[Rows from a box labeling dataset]
┌──
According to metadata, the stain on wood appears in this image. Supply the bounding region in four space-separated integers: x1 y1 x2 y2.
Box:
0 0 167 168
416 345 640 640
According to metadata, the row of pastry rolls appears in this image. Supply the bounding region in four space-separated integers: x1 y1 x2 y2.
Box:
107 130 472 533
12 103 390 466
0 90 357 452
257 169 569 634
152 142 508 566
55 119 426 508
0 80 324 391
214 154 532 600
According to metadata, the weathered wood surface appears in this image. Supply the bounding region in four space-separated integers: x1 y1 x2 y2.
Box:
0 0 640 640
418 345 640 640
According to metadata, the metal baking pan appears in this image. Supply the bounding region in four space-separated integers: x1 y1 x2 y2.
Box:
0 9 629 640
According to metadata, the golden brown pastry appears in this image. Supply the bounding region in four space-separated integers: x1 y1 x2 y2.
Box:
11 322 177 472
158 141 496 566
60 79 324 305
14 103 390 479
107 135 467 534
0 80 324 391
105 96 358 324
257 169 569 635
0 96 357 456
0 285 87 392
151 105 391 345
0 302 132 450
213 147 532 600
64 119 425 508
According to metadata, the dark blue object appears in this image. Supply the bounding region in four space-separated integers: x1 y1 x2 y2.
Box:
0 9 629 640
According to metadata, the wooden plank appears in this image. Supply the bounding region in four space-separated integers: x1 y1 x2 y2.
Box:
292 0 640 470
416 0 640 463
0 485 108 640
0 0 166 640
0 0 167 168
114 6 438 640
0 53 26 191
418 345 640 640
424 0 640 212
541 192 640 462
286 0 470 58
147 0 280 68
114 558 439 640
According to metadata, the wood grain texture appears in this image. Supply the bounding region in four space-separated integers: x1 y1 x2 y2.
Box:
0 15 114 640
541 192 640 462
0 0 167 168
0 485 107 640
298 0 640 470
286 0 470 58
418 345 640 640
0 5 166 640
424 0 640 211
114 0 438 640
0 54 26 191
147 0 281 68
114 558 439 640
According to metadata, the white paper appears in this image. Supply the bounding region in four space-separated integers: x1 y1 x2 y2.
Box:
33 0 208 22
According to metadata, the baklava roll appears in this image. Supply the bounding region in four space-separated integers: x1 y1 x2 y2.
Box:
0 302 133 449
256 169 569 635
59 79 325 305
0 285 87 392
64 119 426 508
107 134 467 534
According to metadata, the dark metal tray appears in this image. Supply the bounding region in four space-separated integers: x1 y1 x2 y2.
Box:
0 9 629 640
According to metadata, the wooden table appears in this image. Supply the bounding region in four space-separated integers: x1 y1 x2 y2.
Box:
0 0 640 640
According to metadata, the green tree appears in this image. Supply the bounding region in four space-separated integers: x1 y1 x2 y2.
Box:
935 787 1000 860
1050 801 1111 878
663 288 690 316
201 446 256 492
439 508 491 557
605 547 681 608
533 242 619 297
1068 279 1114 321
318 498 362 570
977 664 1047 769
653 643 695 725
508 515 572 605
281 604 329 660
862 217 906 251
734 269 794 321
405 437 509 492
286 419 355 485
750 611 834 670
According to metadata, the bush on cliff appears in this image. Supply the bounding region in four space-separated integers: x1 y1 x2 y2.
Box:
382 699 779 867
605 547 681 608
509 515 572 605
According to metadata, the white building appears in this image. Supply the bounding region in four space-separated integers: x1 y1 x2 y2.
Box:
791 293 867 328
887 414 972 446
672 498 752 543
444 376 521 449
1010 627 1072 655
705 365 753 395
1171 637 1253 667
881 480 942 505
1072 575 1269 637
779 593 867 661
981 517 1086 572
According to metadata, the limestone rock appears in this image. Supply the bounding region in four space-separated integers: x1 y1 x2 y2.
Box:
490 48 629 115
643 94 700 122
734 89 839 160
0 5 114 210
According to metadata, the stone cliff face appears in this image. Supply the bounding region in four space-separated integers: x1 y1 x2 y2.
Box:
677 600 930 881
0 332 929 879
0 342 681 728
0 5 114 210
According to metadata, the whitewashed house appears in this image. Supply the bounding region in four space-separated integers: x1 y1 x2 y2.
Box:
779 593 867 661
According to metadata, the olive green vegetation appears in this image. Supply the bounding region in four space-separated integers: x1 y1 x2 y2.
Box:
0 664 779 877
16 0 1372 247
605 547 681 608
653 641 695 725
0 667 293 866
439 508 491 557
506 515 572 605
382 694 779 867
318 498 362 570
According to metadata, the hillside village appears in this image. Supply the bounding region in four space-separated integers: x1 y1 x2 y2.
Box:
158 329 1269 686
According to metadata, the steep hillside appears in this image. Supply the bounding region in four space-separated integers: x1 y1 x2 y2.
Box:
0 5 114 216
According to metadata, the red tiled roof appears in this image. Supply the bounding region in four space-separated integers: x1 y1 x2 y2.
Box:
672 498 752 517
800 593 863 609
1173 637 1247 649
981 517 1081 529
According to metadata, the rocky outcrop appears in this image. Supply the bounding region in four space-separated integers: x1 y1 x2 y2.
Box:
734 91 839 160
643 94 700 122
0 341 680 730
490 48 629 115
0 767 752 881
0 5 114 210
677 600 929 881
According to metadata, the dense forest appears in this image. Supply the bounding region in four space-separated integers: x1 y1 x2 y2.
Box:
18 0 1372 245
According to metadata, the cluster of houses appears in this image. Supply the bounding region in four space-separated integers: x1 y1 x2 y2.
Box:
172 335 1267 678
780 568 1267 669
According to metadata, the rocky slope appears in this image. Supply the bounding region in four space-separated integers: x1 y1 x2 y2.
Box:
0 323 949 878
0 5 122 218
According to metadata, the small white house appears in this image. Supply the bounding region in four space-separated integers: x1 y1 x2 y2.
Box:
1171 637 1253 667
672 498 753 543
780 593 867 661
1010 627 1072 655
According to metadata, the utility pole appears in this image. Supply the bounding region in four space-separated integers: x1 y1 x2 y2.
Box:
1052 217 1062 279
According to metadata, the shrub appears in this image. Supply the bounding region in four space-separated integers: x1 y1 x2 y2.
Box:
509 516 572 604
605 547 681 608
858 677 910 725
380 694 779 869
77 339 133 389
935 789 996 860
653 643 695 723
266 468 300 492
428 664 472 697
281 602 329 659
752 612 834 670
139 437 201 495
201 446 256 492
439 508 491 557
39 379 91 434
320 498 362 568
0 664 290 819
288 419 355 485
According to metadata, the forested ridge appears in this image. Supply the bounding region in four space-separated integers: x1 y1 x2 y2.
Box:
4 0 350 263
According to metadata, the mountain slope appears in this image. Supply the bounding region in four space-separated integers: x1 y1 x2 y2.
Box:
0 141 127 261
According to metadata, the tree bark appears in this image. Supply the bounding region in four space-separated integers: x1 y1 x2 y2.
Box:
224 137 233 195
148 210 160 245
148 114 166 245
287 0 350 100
└──
What you are asked to do: Reproduce all of the entries above, replacing each occurrence of "bounding region" with "bounding box" and leaving everything else untouched.

Right answer:
According to metadata, the stain on wood appears in this image. Supply the bounding box in four space-separated integers: x1 y1 x2 y2.
Box:
0 0 167 168
416 345 640 640
According to metadata, the row of pastry rolls appears in this image. Supply the bounding box in four space-separated integers: x1 y1 x2 y2.
Box:
107 130 472 533
12 103 390 466
0 90 357 452
257 169 569 634
152 142 508 566
55 119 426 508
0 80 324 391
214 154 532 600
According to metadata, the weathered wood surface appears in this image. Supply the bounding box in four space-separated integers: x1 y1 x2 y2.
Box:
0 0 640 640
418 345 640 640
According to metadata, the metal baking pan appears in this image. Supply the bounding box in four space-separated integers: x1 y1 x2 y2.
Box:
0 9 629 640
According to metadata, the golden brown pastry appears in this image. Supply the bounding box in four space-separated integers: x1 y1 x2 y2.
Box:
11 322 177 472
158 141 496 566
60 79 324 305
14 103 390 479
107 135 467 534
0 80 324 391
105 96 358 324
257 169 569 635
0 96 357 456
0 285 87 392
151 105 391 345
0 302 132 450
213 147 532 600
64 119 425 508
According to metadata, the dark blue object appears in this image. Supply the bounding box in four space-separated integers: x1 y1 x2 y2.
Box:
0 9 629 640
According to metadata, the wooden plank appears in this image. Supply the bounding box in four space-separated integers: x1 y1 x2 y2.
Box:
292 0 640 470
416 0 640 463
0 485 108 640
0 0 166 640
0 0 167 168
114 6 438 640
0 53 26 191
418 345 640 640
424 0 640 212
541 192 640 462
286 0 470 58
147 0 280 68
114 558 439 640
According to metadata, the wood grain texture appears in this image. Supply the bounding box in four space-separated integers: x1 y1 x2 y2.
Box:
0 15 114 640
541 192 640 462
0 0 167 168
0 485 107 640
298 0 640 470
286 0 470 58
418 345 640 640
0 5 166 640
424 0 640 211
114 0 438 640
0 54 26 191
147 0 281 68
114 558 439 640
According to metadata, the white paper appears in this image. Supply the bounding box in four space-separated integers: x1 y1 x2 y2.
Box:
33 0 208 22
According to metadata, the baklava roll appears in this image. Supply the bounding box in four space-separated integers: x1 y1 x2 y2.
Box:
0 302 133 449
256 169 569 635
59 79 325 305
0 285 87 392
64 119 426 508
107 134 467 534
According to metadata, the dark metal tray appears in this image. Supply the bounding box in four space-separated integers: x1 y1 x2 y2.
Box:
0 9 629 640
According to metadata, the wooden table appears in this image. Supply the bounding box in four space-separated integers: x1 y1 x2 y2.
Box:
0 0 640 640
According to metadata, the green tree appears in this image. Supply the bounding box in four space-separated integers: x1 y1 x2 y2.
Box:
935 787 1000 860
1050 801 1111 878
663 288 690 316
201 446 256 492
439 508 491 557
605 547 681 608
533 242 619 297
1068 279 1114 321
318 498 362 570
977 664 1047 769
653 643 695 725
508 515 572 605
281 604 329 660
862 217 906 251
734 269 794 321
405 437 509 492
286 419 355 485
750 611 834 670
According to metadata, the bush on cliff appears in this image. Supply the bounding box in four space-separated integers: x1 y1 x2 y2.
Box:
382 699 779 867
605 547 681 608
509 515 572 605
According to metadata, the white building appears in this image. Supply the bounding box in four space-separated integers: x1 y1 x2 y2.
Box:
791 293 867 328
887 414 972 446
672 498 752 543
444 376 521 449
1010 627 1072 655
705 365 753 395
1171 637 1253 667
881 480 942 505
1072 575 1269 637
779 593 867 661
981 517 1086 572
According to metadata, the limestone rock appears in this image. Supply the bounding box in four space-separated integers: x1 y1 x2 y2.
Box:
490 48 629 115
643 94 700 122
734 89 839 160
0 5 114 210
According to metadata, the stone cliff face appears in this image. Supply the bounding box in four space-separated integers: x1 y1 x2 y2.
Box:
677 600 930 881
0 332 929 879
0 342 681 728
0 5 114 210
According to metadata, the whitewashed house appears in this image. Supply the bounding box in four space-separated integers: x1 y1 x2 y2.
Box:
779 593 867 661
According to metadata, the olive green vegetation appears in this image. Supply the bounding box in four space-separated integers: x1 y1 x2 y2.
Box:
0 664 779 877
16 0 1372 247
605 547 681 608
653 641 695 725
0 667 293 866
439 508 491 557
506 515 572 605
382 694 779 867
318 498 362 570
According to metadata, the hillside village appears in this image. Supply the bounding box in four space-separated integers: x1 y1 x2 y2.
Box:
158 329 1269 686
According to metadata, the steep hillside appears in this image. Supply the bounding box in four space-separated integers: x1 y1 x2 y2.
Box:
0 5 114 216
According to metadata, the red tiled roof appears in this image. Supply the bounding box in four space-separated integers: x1 y1 x2 y2.
Box:
672 498 752 517
800 593 863 609
1173 637 1247 649
981 517 1081 529
According to metadata, the rocky outcrop appears in this image. Supply the bounding box in four space-separated integers: x1 y1 x2 y2.
Box:
734 91 839 160
643 94 700 122
0 341 680 730
490 48 629 115
0 767 752 881
0 5 114 210
677 600 929 881
According to metadata, the dense forest appears in this image. Supply the bounding box in four space-separated integers: x1 y1 x2 y2.
Box:
18 0 1372 245
According to metadata, the cluster of houses appears in this image. Supply the bounding box in four space-separated integers: x1 y1 x2 y2.
Box:
172 335 1267 678
780 568 1267 669
According to metadata, the rocky slope appears in this image. Supply the bounding box in four space-separated integers: x1 y1 x2 y2.
Box:
0 323 949 878
0 5 122 218
According to metadata, the small white house appears in this image. Supply the bounding box in four space-separated integers: x1 y1 x2 y2.
Box:
1171 637 1253 667
672 498 753 543
780 593 867 661
1010 627 1072 655
According to metadata, the utility pole appears in this image. Supply the bounding box in four space-separated integers: x1 y1 x2 y2.
Box:
1052 217 1062 279
According to metadata, the shrub appears in this image. Supply the bounding box in four space-separated integers: x1 y1 x2 y2.
Box:
509 516 572 604
605 547 681 608
858 677 910 725
380 694 779 869
77 339 133 389
935 789 996 860
653 643 695 723
266 468 300 492
428 664 472 697
281 602 329 659
752 612 834 670
139 437 201 495
201 446 256 492
439 508 491 557
39 379 91 434
320 498 362 568
0 664 290 819
288 419 355 485
According to metadata, the forested ridge appears in this image. Supply the bounding box in four space-separated integers: x1 y1 x2 y2.
Box:
4 0 350 263
According to metadata, the mountain slope appears in this image. Supply the bounding box in four space-separated integers: x1 y1 x2 y2.
Box:
0 141 127 261
According to metadata, the tree bark appears in this image. Supply the bounding box in four space-separated integers: x1 y1 x2 y2.
Box:
224 137 233 195
148 210 160 245
148 114 166 245
287 0 350 100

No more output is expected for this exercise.